*** Begin section ***
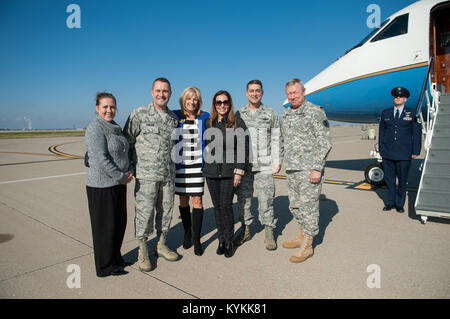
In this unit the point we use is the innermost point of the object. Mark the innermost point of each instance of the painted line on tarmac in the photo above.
(52, 149)
(41, 178)
(352, 185)
(29, 153)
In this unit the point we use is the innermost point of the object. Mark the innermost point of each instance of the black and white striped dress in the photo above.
(189, 177)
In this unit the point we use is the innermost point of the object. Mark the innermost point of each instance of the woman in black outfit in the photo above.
(225, 158)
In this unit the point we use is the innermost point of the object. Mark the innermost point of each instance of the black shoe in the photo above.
(400, 209)
(124, 264)
(187, 243)
(121, 262)
(221, 249)
(118, 271)
(198, 250)
(228, 250)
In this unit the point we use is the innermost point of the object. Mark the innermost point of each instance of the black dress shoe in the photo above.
(118, 271)
(400, 209)
(228, 250)
(198, 250)
(220, 249)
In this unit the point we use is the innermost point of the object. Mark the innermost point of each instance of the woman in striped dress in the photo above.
(189, 181)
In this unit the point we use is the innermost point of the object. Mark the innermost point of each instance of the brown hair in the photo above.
(231, 116)
(102, 95)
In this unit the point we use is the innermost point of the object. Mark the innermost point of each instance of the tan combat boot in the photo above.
(305, 251)
(164, 251)
(296, 242)
(243, 236)
(143, 257)
(269, 239)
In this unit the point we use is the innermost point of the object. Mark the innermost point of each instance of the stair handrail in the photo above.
(424, 86)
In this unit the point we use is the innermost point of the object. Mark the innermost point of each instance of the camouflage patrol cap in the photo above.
(400, 92)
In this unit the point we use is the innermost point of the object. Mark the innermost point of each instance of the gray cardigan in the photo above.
(108, 154)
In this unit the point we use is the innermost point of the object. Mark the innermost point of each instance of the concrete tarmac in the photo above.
(45, 238)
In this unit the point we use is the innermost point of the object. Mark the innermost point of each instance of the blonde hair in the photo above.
(188, 92)
(231, 115)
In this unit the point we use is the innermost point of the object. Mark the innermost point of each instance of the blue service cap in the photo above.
(399, 91)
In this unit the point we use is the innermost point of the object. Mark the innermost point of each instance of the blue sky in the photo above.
(50, 73)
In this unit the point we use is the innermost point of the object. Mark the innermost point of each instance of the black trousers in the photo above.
(396, 195)
(222, 192)
(108, 211)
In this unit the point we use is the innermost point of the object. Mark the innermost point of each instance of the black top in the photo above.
(221, 159)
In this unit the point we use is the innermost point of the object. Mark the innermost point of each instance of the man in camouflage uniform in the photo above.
(264, 128)
(307, 143)
(149, 130)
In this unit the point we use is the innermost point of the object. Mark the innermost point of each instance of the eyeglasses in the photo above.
(224, 103)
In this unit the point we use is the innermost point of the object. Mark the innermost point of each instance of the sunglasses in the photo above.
(224, 103)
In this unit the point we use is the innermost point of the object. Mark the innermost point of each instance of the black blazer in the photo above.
(226, 149)
(399, 140)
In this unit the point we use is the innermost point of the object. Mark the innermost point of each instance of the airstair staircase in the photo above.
(433, 196)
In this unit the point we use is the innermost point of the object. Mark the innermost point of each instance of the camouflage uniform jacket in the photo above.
(150, 135)
(264, 127)
(306, 137)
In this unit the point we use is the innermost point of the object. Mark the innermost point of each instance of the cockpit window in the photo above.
(398, 26)
(367, 37)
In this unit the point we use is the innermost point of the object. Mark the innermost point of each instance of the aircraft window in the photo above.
(398, 26)
(367, 37)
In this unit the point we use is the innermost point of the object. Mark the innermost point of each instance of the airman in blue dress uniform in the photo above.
(400, 136)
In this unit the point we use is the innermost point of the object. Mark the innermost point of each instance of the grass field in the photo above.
(28, 134)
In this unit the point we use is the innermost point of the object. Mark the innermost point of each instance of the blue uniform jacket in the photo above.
(398, 141)
(201, 128)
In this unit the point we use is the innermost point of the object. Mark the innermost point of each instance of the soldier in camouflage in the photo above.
*** End section ***
EXERCISE BRIEF:
Write the data above out again exactly, every line of it, and exclude the pictures.

TASK RESULT:
In this unit the point we use is the innermost point of the object. Mark the innermost point of each instance of the painted line on tarmac in the photo above.
(52, 149)
(41, 178)
(352, 185)
(29, 153)
In this unit the point we use is the innermost point of the object. Mark the innermost point of each instance of the black and white striped dress in the photo above.
(189, 177)
In this unit the point we use is the innermost point of the object. Mark the innermost point of each instance of the woman in black outfit in the photo above.
(225, 158)
In this unit the point we use is the innermost point of the object. Mark the innermost point of each instance of the black shoe in the photo above.
(400, 209)
(124, 264)
(187, 243)
(121, 262)
(221, 249)
(118, 271)
(198, 250)
(228, 250)
In this unit the point we use is the innermost point of the object. Mark the innermost point of each instance of the black dress shoe in the photo above.
(118, 271)
(400, 209)
(228, 250)
(198, 250)
(220, 249)
In this unit the point we use is the innermost point of the object. Mark the innermost point of each instance of the woman in striped dress in the photo above.
(189, 181)
In this unit the point we use is the innermost point of the object. Mark the innermost point of each instance of the brown hair in the photo above.
(231, 116)
(102, 95)
In this unit the point we use is the innermost point of the object. Mark the innermost point of each instance of the tan combat boot in the photo above.
(305, 251)
(164, 251)
(296, 242)
(243, 236)
(143, 257)
(269, 239)
In this unit the point we use is the innermost point of the object. Mark the innermost point of each instance of the stair handrail in the photo above.
(424, 86)
In this unit the point we use is the innermost point of the object. Mark the innermost point of each instance of the camouflage patrol cap in the photo above.
(400, 92)
In this unit the point we use is the innermost point of the object. Mark the innermost point of each instance of the gray cardigan in the photo above.
(108, 154)
In this unit the point we use is the innermost point of the object. Mark the innermost point of each instance of the concrete tarmac in the photo above.
(45, 238)
In this unit the point we use is the innermost point of the object. Mark the innermost point of each instance of the blonde hair in the photo above.
(188, 92)
(231, 115)
In this unit the point we use is the innermost point of the object. Mark the innermost point of each instance of the blue service cap in the photo above.
(399, 91)
In this unit the point we use is the innermost point of the object. Mark the innermost point of each instance of the blue sky in the photo above.
(50, 73)
In this unit the point we use is the innermost point of the object. Mark the innermost point of each instance of the black trousers in the photo above.
(396, 195)
(222, 192)
(108, 211)
In this unit the point we use is the innermost point of the object. Mark the innermost point of each instance of the black top in the photo above.
(221, 159)
In this unit the point we use is the innermost point of the object. Mark the innermost point of each instance of the man in camouflage uniform in the photo above.
(264, 128)
(307, 143)
(149, 130)
In this unit the point we use is the innermost point of the object. Mark the innermost point of each instance of the eyeglasses in the photo above.
(224, 103)
In this unit the point we use is the innermost point of the object. Mark the innermost point of each instance of the sunglasses in the photo above.
(224, 103)
In this unit the point we use is the innermost point of the object. Mark the innermost point of each instance of the black blazer in the photo above.
(226, 149)
(399, 140)
In this unit the point we use is the innermost point of the object. Mark the innermost point of each instance of the airstair staircase in the photo above.
(433, 196)
In this unit the point we use is the innermost point of the object. Mark the innermost point of each instance of the camouflage uniform jacket in the photo above.
(150, 135)
(264, 127)
(306, 137)
In this unit the point we use is the innermost point of the object. Mark the innermost point of each instance of the cockpit window in the photo above.
(398, 26)
(367, 37)
In this unit the point we use is the innermost point of the object. Mark the innermost point of each instance of the aircraft window in the photo above.
(398, 26)
(367, 37)
In this unit the point we use is the innermost point of the object. Mark the innermost point of each instance of the airman in blue dress uniform in the photo above.
(400, 136)
In this unit the point we use is the innermost point of the object. Mark the innermost point of each instance of the grass field in the photo above.
(28, 134)
In this unit the point we use is the innermost point of the object. Mark the innermost point of each instance of the blue uniform jacket in the photo above.
(398, 141)
(201, 128)
In this unit the point we use is the innermost point of the object. Mark the innermost point of each instance of the soldier in camouflage in the photo above.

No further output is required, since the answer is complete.